►

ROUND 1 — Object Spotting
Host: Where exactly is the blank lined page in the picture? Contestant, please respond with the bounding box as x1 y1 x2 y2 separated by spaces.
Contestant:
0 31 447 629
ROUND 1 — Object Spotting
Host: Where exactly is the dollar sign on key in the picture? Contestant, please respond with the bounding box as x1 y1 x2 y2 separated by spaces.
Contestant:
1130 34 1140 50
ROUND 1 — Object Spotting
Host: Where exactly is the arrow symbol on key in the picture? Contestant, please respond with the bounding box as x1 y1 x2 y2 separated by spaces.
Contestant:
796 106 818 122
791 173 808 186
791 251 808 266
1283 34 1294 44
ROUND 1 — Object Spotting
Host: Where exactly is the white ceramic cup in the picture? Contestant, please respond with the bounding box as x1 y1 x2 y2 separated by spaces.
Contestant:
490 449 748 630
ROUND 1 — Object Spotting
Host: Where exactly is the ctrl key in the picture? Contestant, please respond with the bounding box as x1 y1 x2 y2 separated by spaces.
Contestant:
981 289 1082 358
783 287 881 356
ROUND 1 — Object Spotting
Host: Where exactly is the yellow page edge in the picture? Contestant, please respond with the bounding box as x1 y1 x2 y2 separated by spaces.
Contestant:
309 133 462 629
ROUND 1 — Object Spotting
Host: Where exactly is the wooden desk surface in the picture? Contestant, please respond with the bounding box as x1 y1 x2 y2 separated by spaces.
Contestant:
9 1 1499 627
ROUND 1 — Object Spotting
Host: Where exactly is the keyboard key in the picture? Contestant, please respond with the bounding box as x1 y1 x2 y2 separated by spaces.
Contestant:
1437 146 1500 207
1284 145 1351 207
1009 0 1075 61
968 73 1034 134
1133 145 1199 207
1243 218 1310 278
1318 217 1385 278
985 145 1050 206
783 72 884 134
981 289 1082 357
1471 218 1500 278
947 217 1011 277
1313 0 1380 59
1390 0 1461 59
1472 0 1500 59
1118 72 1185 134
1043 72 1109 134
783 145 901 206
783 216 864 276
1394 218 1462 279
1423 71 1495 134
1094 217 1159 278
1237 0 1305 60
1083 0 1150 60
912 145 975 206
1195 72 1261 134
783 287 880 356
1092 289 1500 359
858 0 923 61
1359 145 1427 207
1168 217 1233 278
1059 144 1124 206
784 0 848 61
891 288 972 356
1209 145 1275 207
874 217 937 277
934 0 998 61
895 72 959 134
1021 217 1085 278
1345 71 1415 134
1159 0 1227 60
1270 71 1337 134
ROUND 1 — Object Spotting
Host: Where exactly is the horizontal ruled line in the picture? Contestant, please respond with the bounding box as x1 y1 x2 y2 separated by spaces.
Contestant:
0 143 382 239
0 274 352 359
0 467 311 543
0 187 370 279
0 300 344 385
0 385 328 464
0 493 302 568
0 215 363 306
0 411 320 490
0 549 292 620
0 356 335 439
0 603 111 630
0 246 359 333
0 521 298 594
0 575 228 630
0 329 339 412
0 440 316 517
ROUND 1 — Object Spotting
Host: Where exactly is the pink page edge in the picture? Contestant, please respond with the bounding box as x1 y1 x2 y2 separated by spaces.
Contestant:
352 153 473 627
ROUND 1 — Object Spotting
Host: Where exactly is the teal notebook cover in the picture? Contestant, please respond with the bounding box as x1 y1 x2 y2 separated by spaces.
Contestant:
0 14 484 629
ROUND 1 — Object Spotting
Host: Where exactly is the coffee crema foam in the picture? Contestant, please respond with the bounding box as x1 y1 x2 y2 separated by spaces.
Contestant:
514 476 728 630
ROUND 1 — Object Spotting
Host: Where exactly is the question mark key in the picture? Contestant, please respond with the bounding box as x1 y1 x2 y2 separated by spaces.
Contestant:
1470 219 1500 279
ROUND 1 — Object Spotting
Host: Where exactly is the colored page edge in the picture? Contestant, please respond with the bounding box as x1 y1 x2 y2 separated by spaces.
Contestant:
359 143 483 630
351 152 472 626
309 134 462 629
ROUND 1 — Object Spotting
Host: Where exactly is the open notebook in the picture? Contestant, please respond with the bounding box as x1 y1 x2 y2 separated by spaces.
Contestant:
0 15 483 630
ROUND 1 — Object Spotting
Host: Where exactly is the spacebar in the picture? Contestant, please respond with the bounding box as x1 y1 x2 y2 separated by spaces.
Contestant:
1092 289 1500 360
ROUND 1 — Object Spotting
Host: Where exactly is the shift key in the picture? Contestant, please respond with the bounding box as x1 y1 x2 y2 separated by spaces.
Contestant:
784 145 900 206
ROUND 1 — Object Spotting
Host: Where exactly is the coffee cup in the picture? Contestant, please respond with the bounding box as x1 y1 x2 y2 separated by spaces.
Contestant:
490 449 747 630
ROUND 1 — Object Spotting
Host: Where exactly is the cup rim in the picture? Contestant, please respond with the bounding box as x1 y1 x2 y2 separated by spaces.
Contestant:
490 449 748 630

◄

WORK INSTRUCTION: From the records above, copy every line that includes the word "edge".

COMPLETED TASK:
Host: Where exactly is the yellow page edge in the picture? Contestant, please respond with the bounding box as x1 y1 x2 y2 separated by spaces.
Host: Where exactly is the pink page edge in the picture? Contestant, please respond with the bounding box as x1 y1 x2 y2 separated by spaces.
Host: Where exactly is the colored page edge in the picture? Contestant, please respond with the bounding box as x1 y1 x2 y2 separated by spaces.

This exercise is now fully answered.